**Task to carry out:** Repeat the data as given. Images do not go in the copy.

**Input data:**
·····
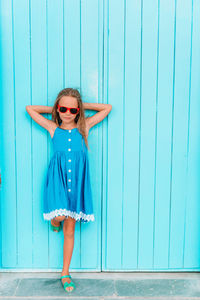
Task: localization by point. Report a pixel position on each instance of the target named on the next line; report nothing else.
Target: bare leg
(56, 221)
(68, 231)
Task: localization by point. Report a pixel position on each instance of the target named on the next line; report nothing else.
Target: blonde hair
(80, 117)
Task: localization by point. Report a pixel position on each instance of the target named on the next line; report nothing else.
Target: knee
(59, 218)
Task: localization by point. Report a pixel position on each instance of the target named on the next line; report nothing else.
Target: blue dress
(67, 189)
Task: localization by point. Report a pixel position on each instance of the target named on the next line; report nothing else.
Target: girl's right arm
(35, 112)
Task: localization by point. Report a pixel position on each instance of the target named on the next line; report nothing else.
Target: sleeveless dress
(67, 189)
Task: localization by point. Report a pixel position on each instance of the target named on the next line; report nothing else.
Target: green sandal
(55, 228)
(66, 284)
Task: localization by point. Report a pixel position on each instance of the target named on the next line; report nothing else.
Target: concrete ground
(104, 285)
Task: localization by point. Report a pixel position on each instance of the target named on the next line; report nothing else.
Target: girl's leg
(68, 231)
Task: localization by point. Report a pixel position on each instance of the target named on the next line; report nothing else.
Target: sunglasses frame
(68, 108)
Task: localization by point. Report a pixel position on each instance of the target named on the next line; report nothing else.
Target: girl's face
(71, 102)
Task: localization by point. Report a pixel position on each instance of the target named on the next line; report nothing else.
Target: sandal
(66, 284)
(55, 228)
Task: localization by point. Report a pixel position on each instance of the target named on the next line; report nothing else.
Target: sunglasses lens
(73, 110)
(63, 109)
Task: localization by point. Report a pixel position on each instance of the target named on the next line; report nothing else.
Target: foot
(55, 223)
(69, 288)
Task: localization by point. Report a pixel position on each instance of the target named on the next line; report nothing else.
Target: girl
(67, 190)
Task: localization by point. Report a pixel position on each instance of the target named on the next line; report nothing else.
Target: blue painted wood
(144, 59)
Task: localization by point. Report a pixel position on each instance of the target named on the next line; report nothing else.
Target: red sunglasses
(63, 109)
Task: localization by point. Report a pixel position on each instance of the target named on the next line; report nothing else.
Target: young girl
(67, 190)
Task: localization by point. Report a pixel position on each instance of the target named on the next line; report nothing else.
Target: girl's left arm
(103, 109)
·····
**Output below:**
Task: localization by point. Report a pixel position on each instance of the target named on the next line; report nothing else.
Target: bare leg
(56, 221)
(68, 231)
Task: localization by point. Report a pixel position on each instance of the target named on the next line; report nothing else.
Target: blonde hair
(80, 117)
Task: localization by point. Report a pixel position on each instance of the target named on the next line; report nothing else.
Target: knee
(59, 218)
Task: localization by point. Report a pixel position on each instance of the target named on the next line; report nothing else.
Target: blue dress
(67, 189)
Task: localization by point. Report a pixel position on each instance of the target named on the next line; report nothing else.
Target: girl's right arm
(35, 112)
Task: localization by point. Report a pixel position on each instance of the target named on the next line; report nothing else.
Target: sleeveless dress
(67, 189)
Task: localization by point. Report a pixel position on each instance of the target named on the next line; report nothing else.
Target: green sandal
(55, 228)
(66, 284)
Task: localization by point. Report a pixel position on each instance of the target named on the next line; report nothing else.
Target: concrete ground
(104, 285)
Task: localization by point. Report a pixel position on each instance of the target named on the next line; report nothing else.
Target: girl's leg
(68, 231)
Task: localization by point. Report a pixel position on each instance of the target named on the next line; report nothing else.
Target: sunglasses frame
(68, 108)
Task: localization by point. Report a pixel position on each instance of the target named on the next line; report nothing else.
Target: girl's face
(71, 102)
Task: localization by point. Report a pixel position on each instance of the target named on the next line; report nothing else.
Target: sandal
(66, 284)
(55, 228)
Task: localization by point. Report a pixel position on each instance of the target named on the next line; report nothing else.
Target: sunglasses lens
(73, 110)
(63, 109)
Task: localization by point. Report a pixel position on each instance of the target named on the next line; report nothing else.
Target: foot
(55, 223)
(69, 288)
Task: localization by point. Report a pixel position on each instance of the target named on the next line; report nothing else.
Target: girl
(67, 190)
Task: localization by point. Report a pixel position on each instance of the target named on the next line; report nothing else.
Target: blue painted wood
(144, 59)
Task: localization by point. Report a pixel position on each instance of the target named on the next line; report nothing else.
Target: red sunglasses
(63, 109)
Task: localization by point. Report a pixel position on each instance of the target named on the next line; report nothing else.
Target: young girl
(67, 190)
Task: localization by point. Report a pixel position on each instance of the target named on the next line; report nothing else.
Target: girl's left arm
(103, 109)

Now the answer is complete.